● Set task 1
In one to three sentences, explain why a poster in the forum thread about visiting Williamsburg suggests Springfield, VA as a place to stay for a stop in DC.

● Selected text
========================

It is unlikely to be as oppressive as Missouri in August.  My wife refuses to acknowledge we were on vacation if she had to cook!

A Norfolk harbor tour might be interesting to see the ships from the waterside.  I'm a retired Naval Officer and can still gain access to military bases.  Last month, we went down to Norfolk to the monstrous Navy Exchange and did a quick drive along the piers.  Some of the ships there didn't look anything like those I served on.  A couple of carriers were in port -- jaw-droppingly large ships, even after having spent countless hours 1,000 yards astern of them in the Gulf of Tonkin.


----------



## pedro47 (Feb 6, 2016)

Norfolk is the largest U.S. Navy  naval port in the world. Williamsburg has also one of the most beautiful theme park in the USA, Busch Gardens. Plus there is a water theme park caused  Water Country USA.

Also, Colonial Williamsburg Foundation will running an ads during the Super Bowl, February 7,2016.


----------



## elaine (Feb 6, 2016)

wllmbg has a lot to offer for a family trip. There is a lot to seein Colonial Wllmb--if you trade into a TS for 2018, consider buying BOGO Colonial Wllbg annual passes Thanksg weekend 2017. The Busch Gardens in Wllmbg is very nice--think a step down from WDW, but nicer than other theme parks (IMHO)--a multi-day/season pass is usually less than $100. For a weeklong trip, I would consider adding BG and that would be a fairly full week. There is also Jamestown nearby. We also like Gov Green and Greensprings for RCI, and Marriott for II. If you are driving, you might consider stopping in DC (or the burbs) and visit the museums for a day or two. There are hotels that sleep 6 that are near metro and offer shuttles. Springfield, VA is right off I95 and has metro to DC, or you could stay further north in MD, near Baltimore and take the MARC right into DC. BWI hotels would likely have discounts on weekends and the MARC from BWI to DC is only 25 minutes. 
We live 2 hrs away, and guess where we are planning for summer 2017--Maine and NH--lol!


----------



## tonyg (Feb 6, 2016)

Summer is way too hot and crowded in Williamsburg.


----------



## missyrcrews (Feb 6, 2016)

tonyg said:


> Summer is way too hot and crowded in Williamsburg.

========================

● The data
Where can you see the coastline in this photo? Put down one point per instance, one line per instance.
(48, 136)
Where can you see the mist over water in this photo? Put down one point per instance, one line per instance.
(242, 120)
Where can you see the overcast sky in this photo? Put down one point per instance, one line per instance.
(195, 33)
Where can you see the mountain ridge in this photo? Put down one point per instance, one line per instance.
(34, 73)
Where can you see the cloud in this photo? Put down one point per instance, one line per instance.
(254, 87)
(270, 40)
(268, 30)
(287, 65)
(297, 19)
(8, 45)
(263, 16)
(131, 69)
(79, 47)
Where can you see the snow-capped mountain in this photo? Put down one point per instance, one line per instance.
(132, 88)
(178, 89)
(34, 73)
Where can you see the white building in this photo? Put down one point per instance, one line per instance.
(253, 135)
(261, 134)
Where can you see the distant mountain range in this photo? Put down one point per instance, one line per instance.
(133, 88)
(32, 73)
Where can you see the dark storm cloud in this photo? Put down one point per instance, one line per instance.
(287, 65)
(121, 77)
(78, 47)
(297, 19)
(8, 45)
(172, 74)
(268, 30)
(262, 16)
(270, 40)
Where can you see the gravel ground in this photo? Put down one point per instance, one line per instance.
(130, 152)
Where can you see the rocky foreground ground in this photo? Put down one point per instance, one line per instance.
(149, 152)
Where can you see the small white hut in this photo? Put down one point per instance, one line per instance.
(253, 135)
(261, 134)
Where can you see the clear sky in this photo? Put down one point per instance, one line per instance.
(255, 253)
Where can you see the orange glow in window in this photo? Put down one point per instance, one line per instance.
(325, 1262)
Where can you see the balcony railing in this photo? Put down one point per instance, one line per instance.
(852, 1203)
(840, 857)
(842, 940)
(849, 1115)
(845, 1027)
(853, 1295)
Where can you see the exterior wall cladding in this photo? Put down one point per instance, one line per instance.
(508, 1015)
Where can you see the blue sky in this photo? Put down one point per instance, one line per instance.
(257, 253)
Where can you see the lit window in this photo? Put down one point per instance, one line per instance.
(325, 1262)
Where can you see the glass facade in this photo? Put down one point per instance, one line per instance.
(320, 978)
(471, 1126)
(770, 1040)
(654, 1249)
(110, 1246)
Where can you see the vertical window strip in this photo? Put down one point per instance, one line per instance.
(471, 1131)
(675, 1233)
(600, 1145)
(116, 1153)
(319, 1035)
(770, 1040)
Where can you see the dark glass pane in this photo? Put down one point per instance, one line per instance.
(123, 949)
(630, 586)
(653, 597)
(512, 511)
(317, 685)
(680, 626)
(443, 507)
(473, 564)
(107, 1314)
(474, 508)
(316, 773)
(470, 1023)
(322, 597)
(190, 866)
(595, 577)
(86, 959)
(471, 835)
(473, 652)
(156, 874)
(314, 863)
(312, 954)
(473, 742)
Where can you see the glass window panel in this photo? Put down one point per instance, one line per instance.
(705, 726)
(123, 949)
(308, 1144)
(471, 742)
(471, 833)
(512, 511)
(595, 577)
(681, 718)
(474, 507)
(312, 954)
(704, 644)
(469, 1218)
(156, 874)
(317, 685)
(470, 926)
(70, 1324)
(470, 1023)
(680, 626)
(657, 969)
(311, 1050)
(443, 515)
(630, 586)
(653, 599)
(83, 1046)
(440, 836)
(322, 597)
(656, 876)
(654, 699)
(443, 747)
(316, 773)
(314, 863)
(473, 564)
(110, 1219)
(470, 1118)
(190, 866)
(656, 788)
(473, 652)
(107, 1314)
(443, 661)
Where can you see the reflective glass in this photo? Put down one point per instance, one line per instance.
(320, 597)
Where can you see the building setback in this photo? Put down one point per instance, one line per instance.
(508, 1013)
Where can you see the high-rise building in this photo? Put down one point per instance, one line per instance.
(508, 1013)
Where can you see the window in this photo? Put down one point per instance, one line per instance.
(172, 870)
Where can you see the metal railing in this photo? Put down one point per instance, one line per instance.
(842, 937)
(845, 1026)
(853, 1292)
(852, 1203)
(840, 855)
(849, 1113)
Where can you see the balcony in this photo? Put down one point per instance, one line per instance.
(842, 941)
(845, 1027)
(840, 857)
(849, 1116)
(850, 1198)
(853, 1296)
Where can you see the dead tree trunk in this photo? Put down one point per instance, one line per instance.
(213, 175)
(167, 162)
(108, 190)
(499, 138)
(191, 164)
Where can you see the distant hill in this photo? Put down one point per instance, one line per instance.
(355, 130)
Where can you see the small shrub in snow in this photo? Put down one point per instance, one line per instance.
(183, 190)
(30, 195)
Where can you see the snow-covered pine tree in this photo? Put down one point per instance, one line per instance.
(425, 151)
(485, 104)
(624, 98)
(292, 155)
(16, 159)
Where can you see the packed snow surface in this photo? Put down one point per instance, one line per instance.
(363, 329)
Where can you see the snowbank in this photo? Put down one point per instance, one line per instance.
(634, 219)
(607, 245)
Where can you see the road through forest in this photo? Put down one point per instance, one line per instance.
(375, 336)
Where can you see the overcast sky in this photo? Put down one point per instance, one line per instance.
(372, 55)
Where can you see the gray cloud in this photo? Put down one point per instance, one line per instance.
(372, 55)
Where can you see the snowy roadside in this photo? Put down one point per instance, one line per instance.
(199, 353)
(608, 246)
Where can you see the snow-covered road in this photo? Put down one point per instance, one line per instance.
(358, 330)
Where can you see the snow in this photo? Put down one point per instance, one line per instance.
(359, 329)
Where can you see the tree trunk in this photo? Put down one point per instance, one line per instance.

========================

● Set task 2
Please echo the records starting with the line that contains "Where can you see the snow in" and going on through the final line of the records.

● Response 1
Springfield, VA is suggested because it sits right off I95 and has metro service into DC.

● Response 2
Where can you see the snow in this photo? Put down one point per instance, one line per instance.
(359, 329)
Where can you see the tree trunk in this photo? Put down one point per instance, one line per instance.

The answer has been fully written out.